* [課題]: 下に示すバーボンについての文章を、最後の文の次から書き継ぎなさい。

* [抽出テキスト]:
——
日本でもジム・ビームのハイボールが人気を集めていますし、知名度も高まっていますね。
そんなバーボンはケンタッキーで生まれました。
そして現在も、有名どころのバーボンはほとんどケンタッキー州内で作られているのです。
バーボンって…どういうもの?
世界中にファンを持つバーボンですが、一般的なウイスキーとの違いをご存知でしょうか。
バーボンと呼ばれていても、実は「アメリカン・ウイスキー」の一つ。
しかし、ある特定の条件を満たすと「バーボン」と記すことができるのです。
バーボンの条件を見てみましょう。
- アメリカ合衆国内で製造されていること。
- 原材料使用するトウモロコシは51%以上であること。
- 新品の炭化被膜処理を施されたオーク樽を熟成に使用すること。
- 蒸留はアルコール度数80%以下で行われること。
- 熟成樽に入れる前の原酒は、アルコール度数62.5%以下であること。
- ボトリングの際のスピリッツはアルコール度数40%以上であること。
- 着色料を使用しないこと。
これらの条件を全て満たしたものだけが「バーボン」とラベルに明記することが許されます。
バーボンの始まりは1789年と言われています。
これはアメリカ合衆国建国の年です。
つまり、バーボンの歴史はアメリカの歴史という事もでき、アメリカにとっては「ナショナル・リカー」とも言えるかもしれません。
ケンタッキーVSその他のバーボン?
アメリカには悪名高き「禁酒法時代」がありました。
これによってバーボンも壊滅的なダメージを受け、ウイスキー業界は立ち直るのに相当の時間を要したと言われています。
禁酒法時代でも、バーボンの本場ケンタッキーには「医療用」としてバーボンの製造を許された蒸留所がいくつかありました。
そのため、他の地域では失われてしまった蒸留技術や設備が今に残っているのです。
そんなケンタッキーではバーボンはまさに「ケンタッキーのお酒」。
——
* [提供データ]:

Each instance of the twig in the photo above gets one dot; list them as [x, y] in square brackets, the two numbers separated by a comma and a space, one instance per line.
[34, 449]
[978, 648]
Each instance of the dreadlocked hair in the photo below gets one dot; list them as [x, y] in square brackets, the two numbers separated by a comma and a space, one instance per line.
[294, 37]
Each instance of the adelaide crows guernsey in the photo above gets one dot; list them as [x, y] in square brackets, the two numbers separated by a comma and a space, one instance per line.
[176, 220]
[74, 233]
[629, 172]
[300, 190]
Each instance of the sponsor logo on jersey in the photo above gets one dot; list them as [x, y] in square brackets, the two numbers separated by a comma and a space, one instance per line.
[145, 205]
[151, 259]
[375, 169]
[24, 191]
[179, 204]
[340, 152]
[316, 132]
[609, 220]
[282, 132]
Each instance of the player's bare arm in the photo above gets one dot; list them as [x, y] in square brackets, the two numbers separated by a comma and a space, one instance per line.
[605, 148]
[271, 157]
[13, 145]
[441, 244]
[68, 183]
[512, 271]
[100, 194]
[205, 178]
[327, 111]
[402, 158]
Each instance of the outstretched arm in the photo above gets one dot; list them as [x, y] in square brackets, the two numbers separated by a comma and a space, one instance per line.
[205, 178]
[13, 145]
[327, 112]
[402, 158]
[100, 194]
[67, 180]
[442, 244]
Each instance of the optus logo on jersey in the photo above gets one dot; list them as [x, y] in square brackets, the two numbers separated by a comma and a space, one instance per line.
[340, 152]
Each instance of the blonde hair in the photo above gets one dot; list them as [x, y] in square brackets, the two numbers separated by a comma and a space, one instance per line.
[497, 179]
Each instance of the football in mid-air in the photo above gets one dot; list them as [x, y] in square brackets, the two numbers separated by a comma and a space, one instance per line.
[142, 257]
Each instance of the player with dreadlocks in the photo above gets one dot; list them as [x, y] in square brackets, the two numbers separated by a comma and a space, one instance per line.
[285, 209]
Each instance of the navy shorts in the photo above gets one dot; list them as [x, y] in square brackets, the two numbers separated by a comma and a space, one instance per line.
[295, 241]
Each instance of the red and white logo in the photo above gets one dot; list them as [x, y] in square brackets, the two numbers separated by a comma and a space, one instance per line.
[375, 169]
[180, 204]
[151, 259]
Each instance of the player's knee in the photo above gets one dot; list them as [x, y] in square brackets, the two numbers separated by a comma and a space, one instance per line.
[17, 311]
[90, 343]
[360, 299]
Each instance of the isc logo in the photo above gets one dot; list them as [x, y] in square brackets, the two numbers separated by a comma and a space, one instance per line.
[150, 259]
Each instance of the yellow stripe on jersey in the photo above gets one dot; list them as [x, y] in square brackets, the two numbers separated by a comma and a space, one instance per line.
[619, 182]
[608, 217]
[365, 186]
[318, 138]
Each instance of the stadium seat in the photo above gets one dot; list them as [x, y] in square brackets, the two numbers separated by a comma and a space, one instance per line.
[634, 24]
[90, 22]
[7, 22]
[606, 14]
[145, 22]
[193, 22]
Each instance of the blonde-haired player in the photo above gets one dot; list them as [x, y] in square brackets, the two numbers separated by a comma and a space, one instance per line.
——
* [解答]:
ケンタッキー州知事や、バーボンフェスティバルが開かれるルイビル市の市長は「バーボンはどこででも作られるが、ケンタッキー産でなければバーボンではない」と言い放ちました。
それほどにケンタッキーの人びとにとってバーボンは「誇り」とも言える存在なのです。
実際のところ、歴史ある蒸留所の全てはケンタッキーにあると言って過言ではなく、禁酒法以前からのクラシックな味わいを楽しめるのはケンタッキーのみと言えるかもしれません。
小規模蒸留所の台頭!
近年アメリカでは蒸留所設立に関する規制が緩くなった州が増え、小さな蒸留所が乱立しています。
個人の趣味の延長のような蒸留所が多いのですが、中にはこだわりをもった本格派も登場しています。
そんな蒸留所で作られたバーボンが、近年世界的にも高い評価を受けるようになりました。
小さな蒸留所で作られたバーボンは個性的で、独創的。
ハーブの味わいをつけたものなど、クラシックなバーボンには見られない斬新さが人気となりました。
バーボンはアメリカ国内ならどこでつくられてもOKです。
そのため、ケンタッキー州産ではないバーボンがあちこちにみられるようになりました。
しかしバーボンキャピタルのケンタッキー州に住む人々にとってはケンタッキー州以外で作られたものは「バーボンではない」のです。
ケンタッキー州の代表的バーボンの一つ!アーリータイムズ
バーボンと言えば、有名銘柄がいくつか浮かびます。
ジム・ビーム、フォアローゼス、ワイルドターキー…。
そんな有名どころのバーボンの一つが「アーリータイムズ」です。
アーリータイムズを製造・販売しているのは「ブラウン・フォアマン社」。
アーリータイムズ以外にもジャックダニエル、ウッドフォードリザーブなどもこのブラウン・フォアマン社が販売しています。
アーリータイムズの蒸留所は…やっぱりケンタッキーにある!
アーリータイムズが製造されているのは、ケンタッキー州ルイビルの「ダウンタウン蒸留所」です。
もともとの始まりは「アーリータイムズ・ステーション」という村。
1860年だったと言いますから、かなり古い歴史を持っているブランドです。
アーリータイムズがアメリカで広く知られるようになったのは1920年代のことでした。
アメリカは丁度禁酒法に入っていましたが、アーリータイムズは「医療用」として製造を許されていたのです。
禁酒法時代にも伝統を途切れさせることなく、現在まで続く数少ないバーボンブランドの一つなのです。
アーリータイムズには2つの種類がある
アーリータイムズにはブラウンのラベルと、イエローのラベルの2種類が存在します。
この2つの違いは、原材料。
それぞれ違った味わいを楽しむことが出来ます。
飲み比べてみるのもおすすめです。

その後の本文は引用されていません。